::: SOURCE RECORDS

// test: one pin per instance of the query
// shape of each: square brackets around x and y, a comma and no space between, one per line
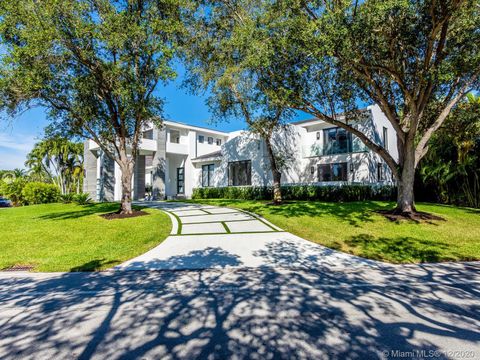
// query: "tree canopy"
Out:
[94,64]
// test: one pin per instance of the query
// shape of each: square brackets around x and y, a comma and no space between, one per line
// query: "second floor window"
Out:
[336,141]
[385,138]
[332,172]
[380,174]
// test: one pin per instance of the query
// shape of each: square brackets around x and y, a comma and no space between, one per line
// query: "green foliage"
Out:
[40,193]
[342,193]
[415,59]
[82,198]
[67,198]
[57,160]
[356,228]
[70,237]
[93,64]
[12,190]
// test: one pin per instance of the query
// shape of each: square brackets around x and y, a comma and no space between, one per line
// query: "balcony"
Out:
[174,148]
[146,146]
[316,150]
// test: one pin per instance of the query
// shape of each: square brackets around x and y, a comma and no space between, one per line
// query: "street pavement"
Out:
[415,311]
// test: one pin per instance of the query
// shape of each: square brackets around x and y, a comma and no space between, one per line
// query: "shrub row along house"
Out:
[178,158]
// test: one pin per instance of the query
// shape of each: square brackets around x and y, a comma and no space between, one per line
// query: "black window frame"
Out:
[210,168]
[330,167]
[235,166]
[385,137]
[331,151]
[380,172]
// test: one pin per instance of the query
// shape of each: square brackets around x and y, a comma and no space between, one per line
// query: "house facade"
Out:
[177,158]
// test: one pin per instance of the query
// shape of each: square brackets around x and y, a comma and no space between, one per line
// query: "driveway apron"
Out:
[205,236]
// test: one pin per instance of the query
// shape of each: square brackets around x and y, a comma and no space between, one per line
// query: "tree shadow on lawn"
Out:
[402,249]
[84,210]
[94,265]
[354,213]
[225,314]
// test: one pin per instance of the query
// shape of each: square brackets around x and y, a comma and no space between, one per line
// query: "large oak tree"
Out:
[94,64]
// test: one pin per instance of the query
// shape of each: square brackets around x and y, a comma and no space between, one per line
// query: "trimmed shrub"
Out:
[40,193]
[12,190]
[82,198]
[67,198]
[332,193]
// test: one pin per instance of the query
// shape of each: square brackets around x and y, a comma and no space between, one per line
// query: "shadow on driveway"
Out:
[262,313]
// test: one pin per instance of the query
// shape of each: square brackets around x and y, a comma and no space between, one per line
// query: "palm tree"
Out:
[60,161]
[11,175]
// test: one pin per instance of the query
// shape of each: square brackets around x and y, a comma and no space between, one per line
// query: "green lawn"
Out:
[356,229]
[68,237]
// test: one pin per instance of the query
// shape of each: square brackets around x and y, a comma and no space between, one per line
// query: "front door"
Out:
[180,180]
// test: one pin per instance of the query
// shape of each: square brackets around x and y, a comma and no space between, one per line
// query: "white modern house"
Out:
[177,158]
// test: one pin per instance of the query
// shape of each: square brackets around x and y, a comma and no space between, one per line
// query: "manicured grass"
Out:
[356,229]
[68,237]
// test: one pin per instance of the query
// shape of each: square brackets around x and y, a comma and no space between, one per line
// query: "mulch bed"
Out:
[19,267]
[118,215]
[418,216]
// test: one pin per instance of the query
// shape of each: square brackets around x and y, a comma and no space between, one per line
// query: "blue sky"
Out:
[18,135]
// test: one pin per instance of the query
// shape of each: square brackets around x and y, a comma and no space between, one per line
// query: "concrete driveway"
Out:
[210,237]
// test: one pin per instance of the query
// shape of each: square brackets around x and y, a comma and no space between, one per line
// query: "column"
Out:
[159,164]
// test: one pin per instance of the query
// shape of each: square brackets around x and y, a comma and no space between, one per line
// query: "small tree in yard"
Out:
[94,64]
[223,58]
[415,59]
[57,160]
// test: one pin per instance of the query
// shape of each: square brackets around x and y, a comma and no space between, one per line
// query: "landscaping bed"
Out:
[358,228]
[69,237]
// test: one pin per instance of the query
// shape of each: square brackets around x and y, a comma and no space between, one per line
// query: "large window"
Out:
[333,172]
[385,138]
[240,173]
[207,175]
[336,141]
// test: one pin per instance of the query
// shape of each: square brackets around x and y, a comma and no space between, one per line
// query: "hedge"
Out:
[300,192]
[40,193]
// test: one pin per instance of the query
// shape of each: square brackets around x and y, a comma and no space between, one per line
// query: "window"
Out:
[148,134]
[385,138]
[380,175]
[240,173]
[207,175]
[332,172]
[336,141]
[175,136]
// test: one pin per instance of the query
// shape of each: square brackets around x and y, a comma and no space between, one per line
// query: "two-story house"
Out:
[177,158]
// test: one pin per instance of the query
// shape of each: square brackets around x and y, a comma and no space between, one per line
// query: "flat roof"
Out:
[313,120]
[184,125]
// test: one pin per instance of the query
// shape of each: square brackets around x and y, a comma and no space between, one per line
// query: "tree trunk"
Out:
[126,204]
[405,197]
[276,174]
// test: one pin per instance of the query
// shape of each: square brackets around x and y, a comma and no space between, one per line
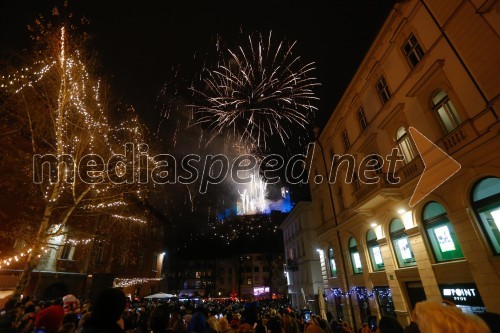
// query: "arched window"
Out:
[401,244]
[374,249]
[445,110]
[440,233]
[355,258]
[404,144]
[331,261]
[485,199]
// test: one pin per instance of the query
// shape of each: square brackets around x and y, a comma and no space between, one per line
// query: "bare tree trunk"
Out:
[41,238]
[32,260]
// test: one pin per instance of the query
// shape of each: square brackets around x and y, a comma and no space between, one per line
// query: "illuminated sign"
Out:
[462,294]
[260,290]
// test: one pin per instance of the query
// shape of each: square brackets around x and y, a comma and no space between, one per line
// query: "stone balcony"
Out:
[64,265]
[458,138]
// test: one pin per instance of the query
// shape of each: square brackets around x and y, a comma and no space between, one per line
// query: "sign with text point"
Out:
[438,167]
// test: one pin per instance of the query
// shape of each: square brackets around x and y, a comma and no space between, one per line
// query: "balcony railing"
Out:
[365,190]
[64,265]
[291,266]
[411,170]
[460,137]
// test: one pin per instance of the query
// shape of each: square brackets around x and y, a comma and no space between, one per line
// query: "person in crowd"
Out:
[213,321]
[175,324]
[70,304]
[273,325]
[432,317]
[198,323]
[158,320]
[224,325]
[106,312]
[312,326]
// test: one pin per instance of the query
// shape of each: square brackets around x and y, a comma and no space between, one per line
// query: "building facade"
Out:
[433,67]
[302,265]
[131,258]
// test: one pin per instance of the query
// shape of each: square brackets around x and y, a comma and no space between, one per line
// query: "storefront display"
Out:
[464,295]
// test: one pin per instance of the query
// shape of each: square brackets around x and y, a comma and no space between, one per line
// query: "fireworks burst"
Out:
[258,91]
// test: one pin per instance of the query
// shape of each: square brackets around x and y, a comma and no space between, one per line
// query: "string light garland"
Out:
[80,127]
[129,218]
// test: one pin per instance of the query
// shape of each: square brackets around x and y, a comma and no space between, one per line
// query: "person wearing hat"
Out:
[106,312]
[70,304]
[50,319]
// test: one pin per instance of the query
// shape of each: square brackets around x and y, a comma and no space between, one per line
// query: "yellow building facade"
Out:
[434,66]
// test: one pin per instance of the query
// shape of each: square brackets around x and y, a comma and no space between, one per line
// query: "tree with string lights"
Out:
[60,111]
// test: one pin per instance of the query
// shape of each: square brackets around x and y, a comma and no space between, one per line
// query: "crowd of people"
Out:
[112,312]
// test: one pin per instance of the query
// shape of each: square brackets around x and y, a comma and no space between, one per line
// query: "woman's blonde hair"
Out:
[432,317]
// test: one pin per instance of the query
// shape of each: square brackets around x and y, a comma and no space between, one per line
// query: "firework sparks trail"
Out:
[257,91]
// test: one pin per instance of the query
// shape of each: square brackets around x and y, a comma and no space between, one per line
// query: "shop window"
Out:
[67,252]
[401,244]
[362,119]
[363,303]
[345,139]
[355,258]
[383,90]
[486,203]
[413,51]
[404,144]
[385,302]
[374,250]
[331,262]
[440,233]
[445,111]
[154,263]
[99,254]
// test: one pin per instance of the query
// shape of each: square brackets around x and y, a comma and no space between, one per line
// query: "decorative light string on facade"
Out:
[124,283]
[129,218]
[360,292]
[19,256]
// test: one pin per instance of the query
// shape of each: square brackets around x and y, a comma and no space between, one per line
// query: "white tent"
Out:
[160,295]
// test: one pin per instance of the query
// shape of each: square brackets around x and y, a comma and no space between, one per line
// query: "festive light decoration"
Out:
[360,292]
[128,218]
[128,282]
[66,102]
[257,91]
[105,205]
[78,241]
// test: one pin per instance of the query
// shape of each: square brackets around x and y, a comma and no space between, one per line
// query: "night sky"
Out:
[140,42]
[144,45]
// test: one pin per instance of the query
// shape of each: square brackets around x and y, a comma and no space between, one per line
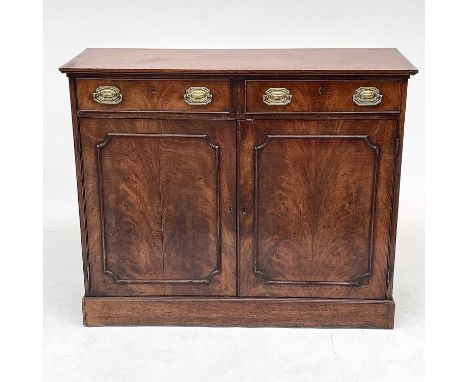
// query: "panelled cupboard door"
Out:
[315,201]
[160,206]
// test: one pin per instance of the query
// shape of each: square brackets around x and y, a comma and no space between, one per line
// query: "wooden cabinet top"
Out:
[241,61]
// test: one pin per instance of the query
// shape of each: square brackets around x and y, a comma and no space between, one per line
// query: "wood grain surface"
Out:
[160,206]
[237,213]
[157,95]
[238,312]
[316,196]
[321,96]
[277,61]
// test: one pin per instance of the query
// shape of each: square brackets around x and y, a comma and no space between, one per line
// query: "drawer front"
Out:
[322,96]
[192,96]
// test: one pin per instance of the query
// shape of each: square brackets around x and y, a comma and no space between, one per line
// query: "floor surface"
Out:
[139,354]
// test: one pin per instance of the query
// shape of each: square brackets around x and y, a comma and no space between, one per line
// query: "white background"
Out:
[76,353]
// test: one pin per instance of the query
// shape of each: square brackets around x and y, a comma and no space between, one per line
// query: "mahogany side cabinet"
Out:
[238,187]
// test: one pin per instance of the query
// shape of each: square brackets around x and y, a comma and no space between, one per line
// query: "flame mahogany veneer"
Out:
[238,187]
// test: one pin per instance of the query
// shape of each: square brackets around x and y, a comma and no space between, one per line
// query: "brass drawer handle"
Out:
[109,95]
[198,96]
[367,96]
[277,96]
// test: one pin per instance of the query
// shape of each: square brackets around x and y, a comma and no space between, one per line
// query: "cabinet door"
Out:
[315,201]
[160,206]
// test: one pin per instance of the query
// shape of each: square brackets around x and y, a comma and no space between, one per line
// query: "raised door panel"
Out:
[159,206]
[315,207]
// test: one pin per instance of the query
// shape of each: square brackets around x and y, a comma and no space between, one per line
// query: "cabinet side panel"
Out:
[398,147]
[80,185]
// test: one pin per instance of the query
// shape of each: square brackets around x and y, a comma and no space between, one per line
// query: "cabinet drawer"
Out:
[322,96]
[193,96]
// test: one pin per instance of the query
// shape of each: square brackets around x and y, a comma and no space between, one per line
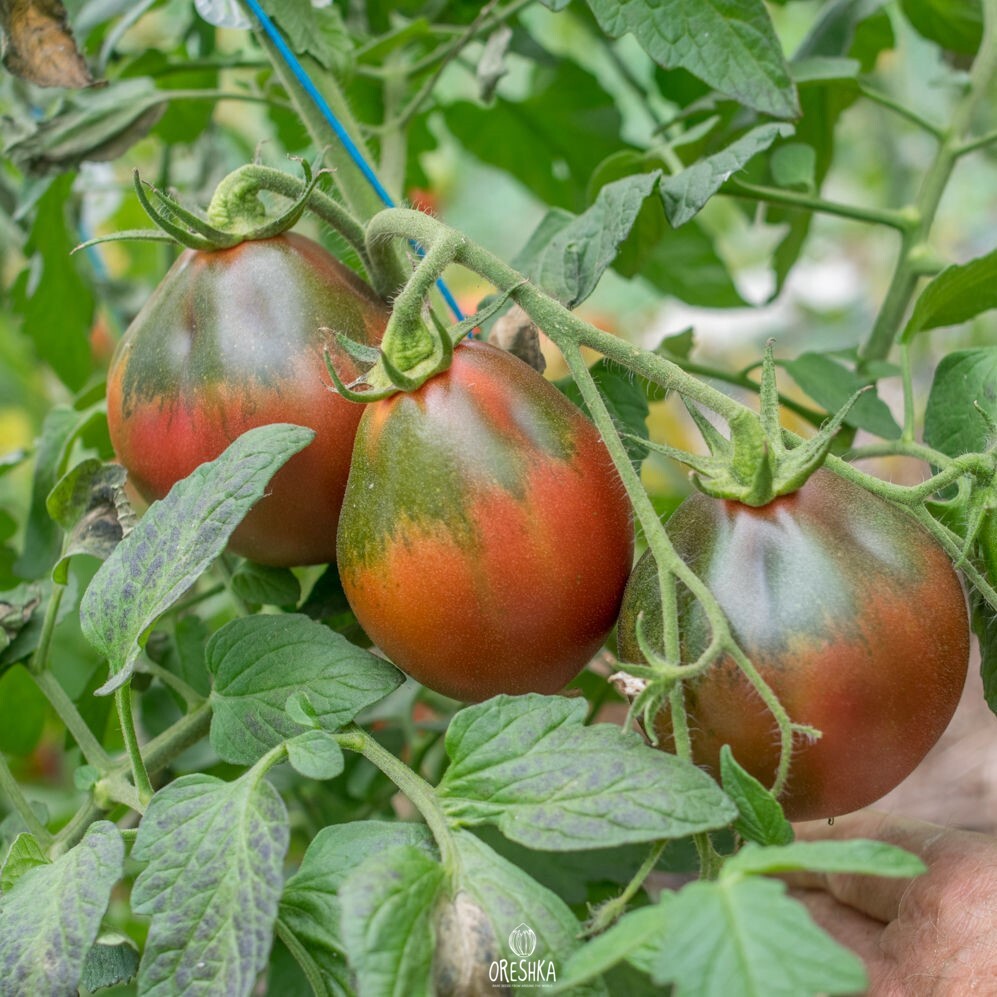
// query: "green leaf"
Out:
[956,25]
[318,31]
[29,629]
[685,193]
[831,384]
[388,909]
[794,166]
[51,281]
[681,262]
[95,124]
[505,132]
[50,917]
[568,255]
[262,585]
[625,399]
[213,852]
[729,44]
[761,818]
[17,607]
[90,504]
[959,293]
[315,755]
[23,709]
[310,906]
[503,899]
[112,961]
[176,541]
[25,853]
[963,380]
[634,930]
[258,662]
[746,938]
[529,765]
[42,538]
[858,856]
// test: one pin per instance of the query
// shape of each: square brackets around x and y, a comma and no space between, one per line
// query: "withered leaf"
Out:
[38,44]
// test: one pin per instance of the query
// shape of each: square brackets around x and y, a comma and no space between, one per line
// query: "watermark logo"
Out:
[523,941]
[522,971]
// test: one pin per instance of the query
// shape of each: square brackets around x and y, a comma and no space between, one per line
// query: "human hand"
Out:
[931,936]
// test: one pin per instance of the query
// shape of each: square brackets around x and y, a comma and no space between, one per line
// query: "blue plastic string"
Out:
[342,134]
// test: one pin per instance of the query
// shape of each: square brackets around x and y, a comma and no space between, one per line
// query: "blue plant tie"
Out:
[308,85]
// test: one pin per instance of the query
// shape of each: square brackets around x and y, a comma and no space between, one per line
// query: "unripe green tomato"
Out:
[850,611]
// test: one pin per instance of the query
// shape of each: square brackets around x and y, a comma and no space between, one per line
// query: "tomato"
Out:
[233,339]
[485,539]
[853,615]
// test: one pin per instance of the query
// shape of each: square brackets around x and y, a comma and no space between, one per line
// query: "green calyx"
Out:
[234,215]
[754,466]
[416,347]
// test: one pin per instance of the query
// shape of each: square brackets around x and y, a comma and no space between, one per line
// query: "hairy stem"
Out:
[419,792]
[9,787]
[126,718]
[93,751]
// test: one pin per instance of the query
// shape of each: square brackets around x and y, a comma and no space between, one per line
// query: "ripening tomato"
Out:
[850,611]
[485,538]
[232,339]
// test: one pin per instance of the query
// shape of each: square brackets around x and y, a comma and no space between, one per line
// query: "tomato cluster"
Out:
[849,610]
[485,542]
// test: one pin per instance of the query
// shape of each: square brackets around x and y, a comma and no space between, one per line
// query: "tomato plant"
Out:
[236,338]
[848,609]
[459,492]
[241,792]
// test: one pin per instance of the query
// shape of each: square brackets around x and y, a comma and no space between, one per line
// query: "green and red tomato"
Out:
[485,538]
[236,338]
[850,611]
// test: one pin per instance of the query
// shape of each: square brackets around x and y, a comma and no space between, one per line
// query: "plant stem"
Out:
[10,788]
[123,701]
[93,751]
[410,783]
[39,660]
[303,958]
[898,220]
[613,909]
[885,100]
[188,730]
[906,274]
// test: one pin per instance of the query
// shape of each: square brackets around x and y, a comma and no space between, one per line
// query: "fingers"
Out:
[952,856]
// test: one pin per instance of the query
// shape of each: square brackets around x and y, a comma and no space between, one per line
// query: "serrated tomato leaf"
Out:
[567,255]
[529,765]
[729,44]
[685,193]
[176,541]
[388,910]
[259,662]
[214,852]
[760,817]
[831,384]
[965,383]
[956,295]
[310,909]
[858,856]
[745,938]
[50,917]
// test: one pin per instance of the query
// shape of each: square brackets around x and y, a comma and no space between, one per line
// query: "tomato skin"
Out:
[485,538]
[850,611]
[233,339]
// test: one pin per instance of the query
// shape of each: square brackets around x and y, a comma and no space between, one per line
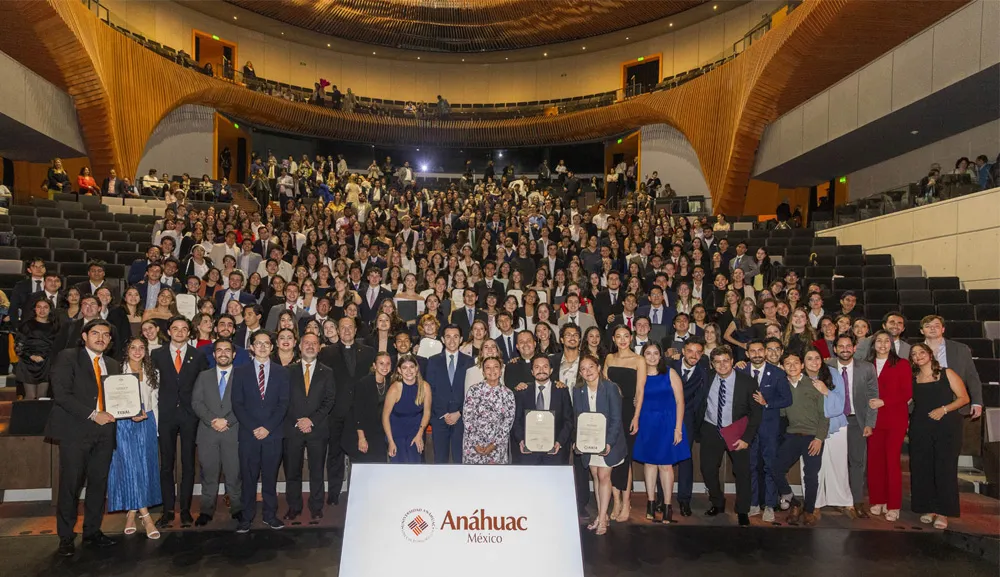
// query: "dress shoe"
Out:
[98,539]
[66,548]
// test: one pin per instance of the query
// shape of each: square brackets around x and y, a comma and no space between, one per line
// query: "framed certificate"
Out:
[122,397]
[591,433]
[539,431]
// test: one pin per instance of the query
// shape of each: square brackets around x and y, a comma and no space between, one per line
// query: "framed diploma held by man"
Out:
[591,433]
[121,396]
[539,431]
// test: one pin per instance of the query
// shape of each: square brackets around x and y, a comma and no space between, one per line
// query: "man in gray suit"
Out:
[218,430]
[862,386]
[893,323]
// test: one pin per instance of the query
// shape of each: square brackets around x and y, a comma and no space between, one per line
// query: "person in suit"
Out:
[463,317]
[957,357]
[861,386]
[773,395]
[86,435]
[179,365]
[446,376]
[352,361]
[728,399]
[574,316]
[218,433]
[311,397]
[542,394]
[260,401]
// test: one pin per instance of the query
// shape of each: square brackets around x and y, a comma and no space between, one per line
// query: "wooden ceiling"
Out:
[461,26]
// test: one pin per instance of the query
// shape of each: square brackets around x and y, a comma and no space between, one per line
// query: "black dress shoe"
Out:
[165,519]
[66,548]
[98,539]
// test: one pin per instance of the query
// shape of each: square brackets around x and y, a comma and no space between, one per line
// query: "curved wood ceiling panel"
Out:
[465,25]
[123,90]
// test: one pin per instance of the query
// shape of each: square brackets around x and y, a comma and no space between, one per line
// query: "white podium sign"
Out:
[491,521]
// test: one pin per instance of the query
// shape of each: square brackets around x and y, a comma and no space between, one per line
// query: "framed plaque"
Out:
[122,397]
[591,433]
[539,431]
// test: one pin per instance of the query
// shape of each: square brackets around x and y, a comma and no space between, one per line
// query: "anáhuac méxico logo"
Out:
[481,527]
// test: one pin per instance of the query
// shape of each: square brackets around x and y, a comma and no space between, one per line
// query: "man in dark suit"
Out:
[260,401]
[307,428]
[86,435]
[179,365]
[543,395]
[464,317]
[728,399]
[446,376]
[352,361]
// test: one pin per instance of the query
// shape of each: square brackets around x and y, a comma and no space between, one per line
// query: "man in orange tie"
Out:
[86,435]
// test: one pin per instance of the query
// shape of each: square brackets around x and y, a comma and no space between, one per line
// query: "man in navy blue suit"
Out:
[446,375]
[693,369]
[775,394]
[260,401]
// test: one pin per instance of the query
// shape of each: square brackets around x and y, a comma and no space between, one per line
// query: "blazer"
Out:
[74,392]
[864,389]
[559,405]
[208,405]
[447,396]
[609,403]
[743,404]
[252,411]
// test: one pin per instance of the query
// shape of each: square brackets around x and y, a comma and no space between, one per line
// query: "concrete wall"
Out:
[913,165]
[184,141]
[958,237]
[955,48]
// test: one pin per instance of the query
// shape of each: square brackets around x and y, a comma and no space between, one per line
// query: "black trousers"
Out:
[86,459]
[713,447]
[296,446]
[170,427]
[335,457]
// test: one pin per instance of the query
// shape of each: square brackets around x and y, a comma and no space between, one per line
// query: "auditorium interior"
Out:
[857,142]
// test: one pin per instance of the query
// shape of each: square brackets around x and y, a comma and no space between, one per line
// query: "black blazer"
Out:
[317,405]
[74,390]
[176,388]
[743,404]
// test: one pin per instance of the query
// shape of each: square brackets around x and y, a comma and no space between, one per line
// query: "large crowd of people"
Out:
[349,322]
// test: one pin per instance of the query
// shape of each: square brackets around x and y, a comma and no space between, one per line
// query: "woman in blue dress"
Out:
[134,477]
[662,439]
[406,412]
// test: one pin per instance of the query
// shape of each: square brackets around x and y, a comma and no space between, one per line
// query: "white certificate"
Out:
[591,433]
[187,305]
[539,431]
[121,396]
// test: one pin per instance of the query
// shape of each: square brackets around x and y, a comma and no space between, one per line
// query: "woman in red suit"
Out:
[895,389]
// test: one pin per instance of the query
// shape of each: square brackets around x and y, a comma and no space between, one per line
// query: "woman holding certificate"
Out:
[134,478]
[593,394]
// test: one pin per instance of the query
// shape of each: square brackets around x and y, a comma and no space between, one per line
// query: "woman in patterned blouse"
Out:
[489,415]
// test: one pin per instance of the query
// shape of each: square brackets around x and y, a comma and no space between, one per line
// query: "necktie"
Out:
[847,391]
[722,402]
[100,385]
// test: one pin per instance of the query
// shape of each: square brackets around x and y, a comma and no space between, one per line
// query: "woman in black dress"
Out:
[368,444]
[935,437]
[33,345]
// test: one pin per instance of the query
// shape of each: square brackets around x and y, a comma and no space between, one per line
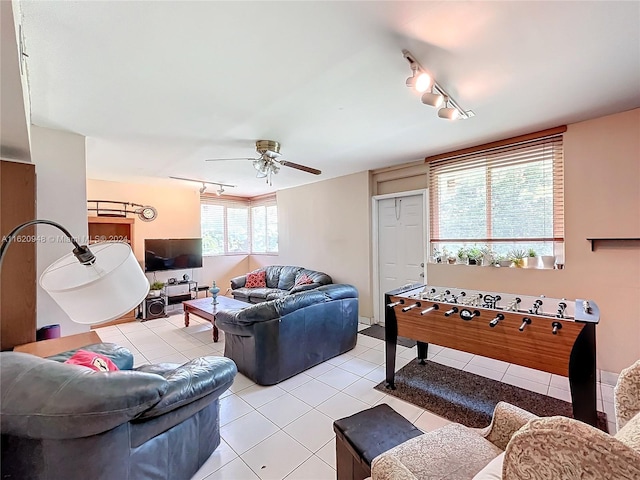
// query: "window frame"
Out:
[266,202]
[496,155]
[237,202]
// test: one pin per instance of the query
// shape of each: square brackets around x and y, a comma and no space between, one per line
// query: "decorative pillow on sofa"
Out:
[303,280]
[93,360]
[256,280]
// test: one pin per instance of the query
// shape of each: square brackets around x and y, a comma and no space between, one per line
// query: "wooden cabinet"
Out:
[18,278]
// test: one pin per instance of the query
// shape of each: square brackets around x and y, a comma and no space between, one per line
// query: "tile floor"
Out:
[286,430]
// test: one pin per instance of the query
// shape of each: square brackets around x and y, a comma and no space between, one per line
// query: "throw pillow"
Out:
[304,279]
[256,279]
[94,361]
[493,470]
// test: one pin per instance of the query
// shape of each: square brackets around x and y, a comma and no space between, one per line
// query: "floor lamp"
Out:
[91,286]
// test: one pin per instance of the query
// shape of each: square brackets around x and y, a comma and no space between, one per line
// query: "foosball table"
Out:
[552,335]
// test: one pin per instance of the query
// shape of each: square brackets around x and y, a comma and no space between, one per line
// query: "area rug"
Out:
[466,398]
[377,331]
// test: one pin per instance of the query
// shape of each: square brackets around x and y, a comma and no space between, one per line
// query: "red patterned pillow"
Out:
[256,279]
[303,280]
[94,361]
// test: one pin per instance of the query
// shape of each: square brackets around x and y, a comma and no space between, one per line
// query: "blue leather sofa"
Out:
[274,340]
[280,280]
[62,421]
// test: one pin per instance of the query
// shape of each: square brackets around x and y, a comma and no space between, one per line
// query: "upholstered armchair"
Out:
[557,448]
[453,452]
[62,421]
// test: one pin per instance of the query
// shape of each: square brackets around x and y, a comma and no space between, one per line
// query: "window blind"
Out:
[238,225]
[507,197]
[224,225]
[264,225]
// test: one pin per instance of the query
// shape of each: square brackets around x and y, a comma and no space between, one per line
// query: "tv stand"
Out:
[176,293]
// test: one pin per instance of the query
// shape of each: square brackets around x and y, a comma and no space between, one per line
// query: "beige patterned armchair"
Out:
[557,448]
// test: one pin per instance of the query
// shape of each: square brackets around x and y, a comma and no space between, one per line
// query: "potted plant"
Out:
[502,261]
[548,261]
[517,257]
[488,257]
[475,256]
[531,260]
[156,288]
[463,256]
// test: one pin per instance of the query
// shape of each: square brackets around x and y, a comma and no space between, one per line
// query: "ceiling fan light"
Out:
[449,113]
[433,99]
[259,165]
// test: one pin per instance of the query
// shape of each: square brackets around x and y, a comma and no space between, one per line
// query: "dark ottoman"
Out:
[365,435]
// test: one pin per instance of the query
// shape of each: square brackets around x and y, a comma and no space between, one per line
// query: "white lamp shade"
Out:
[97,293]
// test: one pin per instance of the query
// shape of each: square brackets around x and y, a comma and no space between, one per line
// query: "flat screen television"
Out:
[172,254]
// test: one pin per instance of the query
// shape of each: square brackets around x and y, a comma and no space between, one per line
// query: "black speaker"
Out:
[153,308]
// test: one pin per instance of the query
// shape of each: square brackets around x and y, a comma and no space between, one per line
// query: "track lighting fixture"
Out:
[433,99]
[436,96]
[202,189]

::::::

REQUEST: Pick out every line of the items above that contains the word "person" and copy each of those lines.

SOLUTION FOR THIS PROBLEM:
// query: "person in crowd"
// query: "person wearing hat"
// query: "person in suit"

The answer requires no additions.